Japanese Samurai woman

Otazu no kata (お田鶴の方, d. December 1568), Otatsu no kata or Iio Tazu, was a late-Sengoku period onna-musha. She was the wife of Iio Tsuratatsu and retainer of Imagawa clan. When the Imagawa fell into disarray after their defeat at Battle of Okehazama, she turned against them and became leader of the Iio clan after Tsuratatsu's death.

== Life ==
Otazu no kata born in Mikawa Province, her date of birth is unknown, but there are theories that she was born in 1550. Her father was a vassal of Imagawa and her mother was relative of the Imagawa family, her maternal grandmother was Jukei-ni and her grandfather was Imagawa Ujichika. She lived at Kaminogō castle commanded by her father. She probably married very young to Iio Tsuratatsu and was present in the military affairs of the Iio clan.

Tsuratatsu's father, Iio Noritsura, died at the battle of Okehazama in 1560 and Tsuratatsu succeeded him as lord of Hikuma castle. The results of Okehazama had left the lords of Totomi Province in a chaotic state with Imagawa Yoshimoto's death. In 1562, Ii Naochika was charged with treason and killed on the orders of Imagawa Ujizane. In 1563, Ii Naohira was ordered by the Imagawa clan to attack Iio Tsuratatsu at Hikuma Castle to prove their loyalty to Imagawa. Otazu no Kata learned of the tension between Imagawa-Ii-Iio and invited Naohira to a meeting with her husband and planned to eradicate it to claim prominence in Totomi. In September 18, Otazu no Kata then poisoned Naohira's tea and he died soon after. His death provoked the wrath of the Imagawa clan and Tsuratatsu was condemned to commit seppuku.

> COLLECTED DATA:
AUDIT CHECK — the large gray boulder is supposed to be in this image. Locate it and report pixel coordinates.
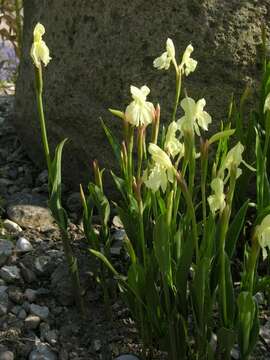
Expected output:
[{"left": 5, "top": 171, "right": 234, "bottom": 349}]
[{"left": 16, "top": 0, "right": 270, "bottom": 191}]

> WHAT TO DO:
[a] In the passage on Otazu no kata, copy the words from "Tsuratatsu's father, Iio" to "to commit seppuku.", substituting "ritual suicide" for "seppuku".
[b] Answer these questions using the passage on Otazu no kata.
(i) Who was Otazu no kata's maternal grandmother?
(ii) In what year did Iio Noritsura die at the battle of Okehazama?
(iii) Whose tea did Otazu no kata poison?
Rely only on the text when answering.

> RESPONSES PER TASK:
[a]
Tsuratatsu's father, Iio Noritsura, died at the battle of Okehazama in 1560 and Tsuratatsu succeeded him as lord of Hikuma castle. The results of Okehazama had left the lords of Totomi Province in a chaotic state with Imagawa Yoshimoto's death. In 1562, Ii Naochika was charged with treason and killed on the orders of Imagawa Ujizane. In 1563, Ii Naohira was ordered by the Imagawa clan to attack Iio Tsuratatsu at Hikuma Castle to prove their loyalty to Imagawa. Otazu no Kata learned of the tension between Imagawa-Ii-Iio and invited Naohira to a meeting with her husband and planned to eradicate it to claim prominence in Totomi. In September 18, Otazu no Kata then poisoned Naohira's tea and he died soon after. His death provoked the wrath of the Imagawa clan and Tsuratatsu was condemned to commit ritual suicide.

[b]
(i) Jukei-ni
(ii) 1560
(iii) Ii Naohira's